**TASK ITEM:** Scan the data below and pick out the lines containing the word "think".
DATA SHOWN START
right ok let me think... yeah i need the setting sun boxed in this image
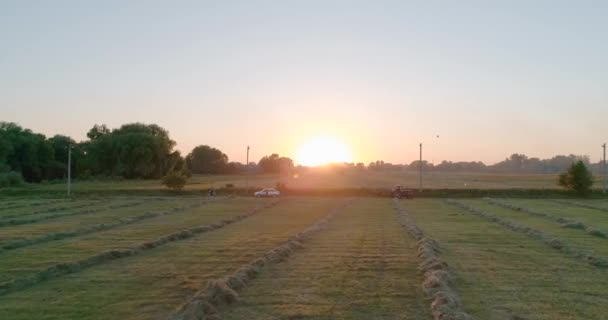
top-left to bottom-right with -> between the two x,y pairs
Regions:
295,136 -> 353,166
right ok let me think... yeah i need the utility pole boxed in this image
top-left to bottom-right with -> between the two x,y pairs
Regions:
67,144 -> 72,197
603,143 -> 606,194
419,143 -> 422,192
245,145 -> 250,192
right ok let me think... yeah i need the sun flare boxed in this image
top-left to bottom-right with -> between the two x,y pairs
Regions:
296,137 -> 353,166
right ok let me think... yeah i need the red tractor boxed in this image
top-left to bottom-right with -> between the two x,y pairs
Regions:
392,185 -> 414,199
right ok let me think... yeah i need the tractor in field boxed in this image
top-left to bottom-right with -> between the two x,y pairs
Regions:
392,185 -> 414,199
DATA SHOWN END
DATA SHOWN START
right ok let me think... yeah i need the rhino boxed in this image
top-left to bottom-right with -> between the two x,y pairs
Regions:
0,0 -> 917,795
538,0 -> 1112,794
DATA SHOWN END
DATA SHOWN START
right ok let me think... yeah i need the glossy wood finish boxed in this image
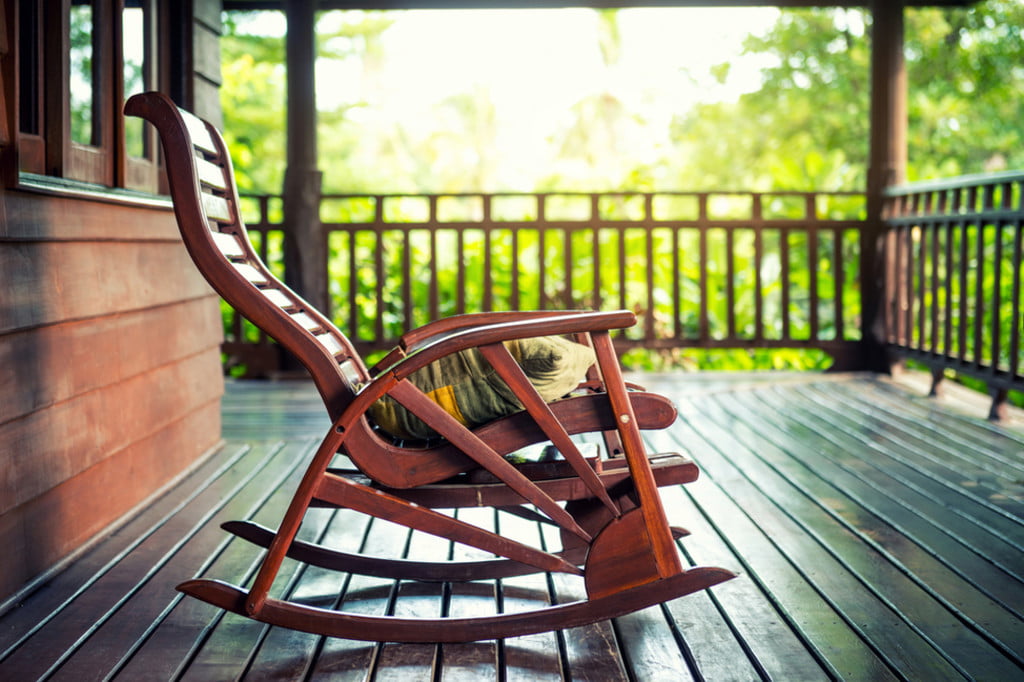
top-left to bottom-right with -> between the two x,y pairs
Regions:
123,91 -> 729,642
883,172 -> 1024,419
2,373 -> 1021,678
DATA SHOWN END
**WRITTEN SOLUTION:**
right ok let me think... yeah i need the setting sun boxed in this image
right ok let me think... yeah i need the utility pole boxed in this image
right ok let me think... yeah i need the sun flare boxed in this image
right ok let me think... yeah i need the red tractor boxed in this image
right ok let me think... yeah i need the tractor in field boxed in this image
right ok let me think... yeah i need the rhino boxed in this image
right ok let me think... yeah i need the glossy wood finish boxed in this image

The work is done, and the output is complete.